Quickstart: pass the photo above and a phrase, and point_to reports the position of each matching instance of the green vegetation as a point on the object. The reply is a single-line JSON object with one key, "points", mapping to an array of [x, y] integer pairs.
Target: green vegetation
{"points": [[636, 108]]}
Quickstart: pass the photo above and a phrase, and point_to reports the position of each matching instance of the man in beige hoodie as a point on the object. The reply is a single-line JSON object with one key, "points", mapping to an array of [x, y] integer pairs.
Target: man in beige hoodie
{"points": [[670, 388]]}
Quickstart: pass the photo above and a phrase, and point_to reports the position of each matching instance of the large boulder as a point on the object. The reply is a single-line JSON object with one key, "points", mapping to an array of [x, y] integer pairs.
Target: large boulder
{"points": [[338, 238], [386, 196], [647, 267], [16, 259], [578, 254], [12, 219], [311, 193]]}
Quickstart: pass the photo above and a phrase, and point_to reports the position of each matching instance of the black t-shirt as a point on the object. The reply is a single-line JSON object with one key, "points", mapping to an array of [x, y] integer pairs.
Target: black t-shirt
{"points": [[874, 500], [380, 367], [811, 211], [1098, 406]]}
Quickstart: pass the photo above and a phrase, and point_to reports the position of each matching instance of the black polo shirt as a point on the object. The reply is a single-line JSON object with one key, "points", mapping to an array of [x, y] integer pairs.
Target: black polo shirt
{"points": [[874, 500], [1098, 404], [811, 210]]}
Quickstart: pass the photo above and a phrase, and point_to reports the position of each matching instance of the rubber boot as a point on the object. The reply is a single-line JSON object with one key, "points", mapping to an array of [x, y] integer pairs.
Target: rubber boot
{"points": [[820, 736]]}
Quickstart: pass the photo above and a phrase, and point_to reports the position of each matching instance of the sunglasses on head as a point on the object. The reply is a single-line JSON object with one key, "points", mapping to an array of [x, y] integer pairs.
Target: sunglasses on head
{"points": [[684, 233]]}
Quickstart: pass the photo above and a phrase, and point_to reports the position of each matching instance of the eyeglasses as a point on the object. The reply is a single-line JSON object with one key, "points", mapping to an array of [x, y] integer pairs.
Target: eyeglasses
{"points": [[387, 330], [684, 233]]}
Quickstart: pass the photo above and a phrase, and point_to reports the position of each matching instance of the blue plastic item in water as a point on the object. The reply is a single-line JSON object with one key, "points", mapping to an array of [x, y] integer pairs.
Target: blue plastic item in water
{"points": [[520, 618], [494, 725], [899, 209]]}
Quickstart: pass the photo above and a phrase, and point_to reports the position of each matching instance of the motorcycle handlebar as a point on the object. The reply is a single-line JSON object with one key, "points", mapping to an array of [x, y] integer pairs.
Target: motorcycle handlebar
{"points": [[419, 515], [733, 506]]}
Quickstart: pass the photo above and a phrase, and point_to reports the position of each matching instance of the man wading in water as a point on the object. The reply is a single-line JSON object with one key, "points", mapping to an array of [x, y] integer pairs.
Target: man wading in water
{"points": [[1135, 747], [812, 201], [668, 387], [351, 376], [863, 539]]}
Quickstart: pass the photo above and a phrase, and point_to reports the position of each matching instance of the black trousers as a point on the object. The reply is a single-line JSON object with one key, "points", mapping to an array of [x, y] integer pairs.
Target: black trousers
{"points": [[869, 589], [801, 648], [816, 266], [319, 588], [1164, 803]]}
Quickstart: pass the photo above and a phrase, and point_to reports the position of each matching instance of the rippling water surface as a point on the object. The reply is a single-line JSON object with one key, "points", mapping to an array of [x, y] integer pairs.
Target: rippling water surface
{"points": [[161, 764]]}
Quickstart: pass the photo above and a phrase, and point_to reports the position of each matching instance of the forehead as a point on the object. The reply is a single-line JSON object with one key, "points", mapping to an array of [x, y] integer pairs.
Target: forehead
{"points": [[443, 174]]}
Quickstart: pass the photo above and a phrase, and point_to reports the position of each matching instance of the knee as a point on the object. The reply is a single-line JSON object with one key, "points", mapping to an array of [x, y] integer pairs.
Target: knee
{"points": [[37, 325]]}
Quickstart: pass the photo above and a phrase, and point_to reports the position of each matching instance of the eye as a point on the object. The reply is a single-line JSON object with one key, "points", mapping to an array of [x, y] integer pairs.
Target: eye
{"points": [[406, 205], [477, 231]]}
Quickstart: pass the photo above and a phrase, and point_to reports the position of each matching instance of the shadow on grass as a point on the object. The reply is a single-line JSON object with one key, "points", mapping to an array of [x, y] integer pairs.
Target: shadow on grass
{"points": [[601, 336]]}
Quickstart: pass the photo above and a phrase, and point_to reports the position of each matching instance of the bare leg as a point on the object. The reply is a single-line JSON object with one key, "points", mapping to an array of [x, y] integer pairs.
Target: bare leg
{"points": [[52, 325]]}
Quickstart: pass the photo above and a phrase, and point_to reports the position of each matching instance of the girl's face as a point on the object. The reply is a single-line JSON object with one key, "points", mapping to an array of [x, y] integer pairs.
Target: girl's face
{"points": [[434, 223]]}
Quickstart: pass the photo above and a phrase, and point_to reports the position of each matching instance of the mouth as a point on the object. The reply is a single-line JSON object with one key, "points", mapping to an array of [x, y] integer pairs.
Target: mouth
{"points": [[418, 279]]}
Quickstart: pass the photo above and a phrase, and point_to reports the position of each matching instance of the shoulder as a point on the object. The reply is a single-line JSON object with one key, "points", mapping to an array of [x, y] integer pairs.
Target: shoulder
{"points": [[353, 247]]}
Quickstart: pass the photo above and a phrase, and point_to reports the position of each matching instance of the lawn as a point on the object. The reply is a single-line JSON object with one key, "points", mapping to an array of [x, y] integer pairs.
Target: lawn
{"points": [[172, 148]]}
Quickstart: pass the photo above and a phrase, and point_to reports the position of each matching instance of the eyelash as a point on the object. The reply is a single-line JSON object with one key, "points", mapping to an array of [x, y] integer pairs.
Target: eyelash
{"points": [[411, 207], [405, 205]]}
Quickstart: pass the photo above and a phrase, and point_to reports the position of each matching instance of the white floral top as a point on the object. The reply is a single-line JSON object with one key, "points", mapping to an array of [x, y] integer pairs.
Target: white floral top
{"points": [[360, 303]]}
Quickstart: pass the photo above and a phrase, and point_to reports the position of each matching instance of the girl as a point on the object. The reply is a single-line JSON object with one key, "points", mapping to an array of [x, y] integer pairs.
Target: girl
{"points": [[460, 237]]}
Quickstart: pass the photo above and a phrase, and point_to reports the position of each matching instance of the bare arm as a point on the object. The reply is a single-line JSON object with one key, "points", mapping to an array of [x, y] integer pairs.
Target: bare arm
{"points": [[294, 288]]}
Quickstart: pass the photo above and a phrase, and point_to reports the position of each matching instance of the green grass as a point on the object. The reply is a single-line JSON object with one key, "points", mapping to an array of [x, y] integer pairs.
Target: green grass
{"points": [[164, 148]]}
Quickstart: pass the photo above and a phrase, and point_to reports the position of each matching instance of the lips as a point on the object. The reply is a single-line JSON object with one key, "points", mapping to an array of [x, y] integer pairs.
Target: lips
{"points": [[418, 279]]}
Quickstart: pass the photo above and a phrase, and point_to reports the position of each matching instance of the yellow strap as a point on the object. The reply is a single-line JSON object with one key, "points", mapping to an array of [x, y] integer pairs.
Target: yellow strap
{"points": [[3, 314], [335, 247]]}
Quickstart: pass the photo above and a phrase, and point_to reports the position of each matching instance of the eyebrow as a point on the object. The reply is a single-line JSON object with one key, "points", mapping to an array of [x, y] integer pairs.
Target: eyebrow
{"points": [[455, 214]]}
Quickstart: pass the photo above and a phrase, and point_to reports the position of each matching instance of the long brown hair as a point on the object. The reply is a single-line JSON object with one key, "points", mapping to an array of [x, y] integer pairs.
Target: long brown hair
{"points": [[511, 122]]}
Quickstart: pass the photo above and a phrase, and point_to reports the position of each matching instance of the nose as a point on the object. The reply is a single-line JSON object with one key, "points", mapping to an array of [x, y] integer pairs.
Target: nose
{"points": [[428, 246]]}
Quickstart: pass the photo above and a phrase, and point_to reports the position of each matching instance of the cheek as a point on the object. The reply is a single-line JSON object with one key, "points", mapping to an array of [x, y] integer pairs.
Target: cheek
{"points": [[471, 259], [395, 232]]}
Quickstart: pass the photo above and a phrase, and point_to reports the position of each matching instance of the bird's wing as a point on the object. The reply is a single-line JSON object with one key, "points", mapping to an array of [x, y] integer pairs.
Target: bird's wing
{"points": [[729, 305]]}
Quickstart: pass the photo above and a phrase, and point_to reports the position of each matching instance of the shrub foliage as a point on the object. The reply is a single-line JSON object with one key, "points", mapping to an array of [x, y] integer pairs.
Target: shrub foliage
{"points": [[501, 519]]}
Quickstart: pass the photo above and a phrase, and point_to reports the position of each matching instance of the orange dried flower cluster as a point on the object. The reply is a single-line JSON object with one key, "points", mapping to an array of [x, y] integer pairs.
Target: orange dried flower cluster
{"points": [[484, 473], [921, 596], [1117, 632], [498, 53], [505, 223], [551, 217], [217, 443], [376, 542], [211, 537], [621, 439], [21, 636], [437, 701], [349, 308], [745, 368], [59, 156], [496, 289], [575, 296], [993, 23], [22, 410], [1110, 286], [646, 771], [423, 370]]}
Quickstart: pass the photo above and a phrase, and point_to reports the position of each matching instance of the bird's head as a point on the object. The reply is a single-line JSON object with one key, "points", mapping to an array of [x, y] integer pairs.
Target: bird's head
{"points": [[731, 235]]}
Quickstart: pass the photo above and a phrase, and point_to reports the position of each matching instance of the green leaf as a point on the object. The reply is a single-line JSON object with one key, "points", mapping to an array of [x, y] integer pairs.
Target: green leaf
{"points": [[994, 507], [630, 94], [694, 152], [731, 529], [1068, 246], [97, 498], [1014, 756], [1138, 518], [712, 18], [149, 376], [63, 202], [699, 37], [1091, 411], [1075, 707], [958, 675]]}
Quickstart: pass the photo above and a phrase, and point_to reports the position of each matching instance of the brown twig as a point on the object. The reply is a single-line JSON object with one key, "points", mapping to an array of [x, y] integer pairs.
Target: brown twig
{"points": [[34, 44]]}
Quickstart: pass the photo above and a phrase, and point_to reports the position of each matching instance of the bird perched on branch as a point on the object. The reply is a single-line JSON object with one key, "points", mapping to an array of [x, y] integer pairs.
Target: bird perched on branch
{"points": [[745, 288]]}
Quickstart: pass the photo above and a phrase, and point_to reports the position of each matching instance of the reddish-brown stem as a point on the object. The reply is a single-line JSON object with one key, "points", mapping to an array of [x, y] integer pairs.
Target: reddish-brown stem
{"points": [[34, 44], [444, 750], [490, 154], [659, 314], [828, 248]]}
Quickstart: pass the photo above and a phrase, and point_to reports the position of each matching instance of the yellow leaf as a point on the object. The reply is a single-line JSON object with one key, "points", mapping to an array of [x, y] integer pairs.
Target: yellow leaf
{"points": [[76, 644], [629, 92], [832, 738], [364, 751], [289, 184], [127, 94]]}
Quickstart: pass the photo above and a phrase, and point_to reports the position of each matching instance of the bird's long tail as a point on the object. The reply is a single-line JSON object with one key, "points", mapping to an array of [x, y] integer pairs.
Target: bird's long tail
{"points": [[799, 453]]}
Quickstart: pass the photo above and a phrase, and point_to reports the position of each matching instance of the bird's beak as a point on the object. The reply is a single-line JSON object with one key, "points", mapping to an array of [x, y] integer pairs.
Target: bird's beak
○ ○ ○ ○ ○
Required action: The answer should be one number, the count of lines in this material that include the word "beak".

Result: 2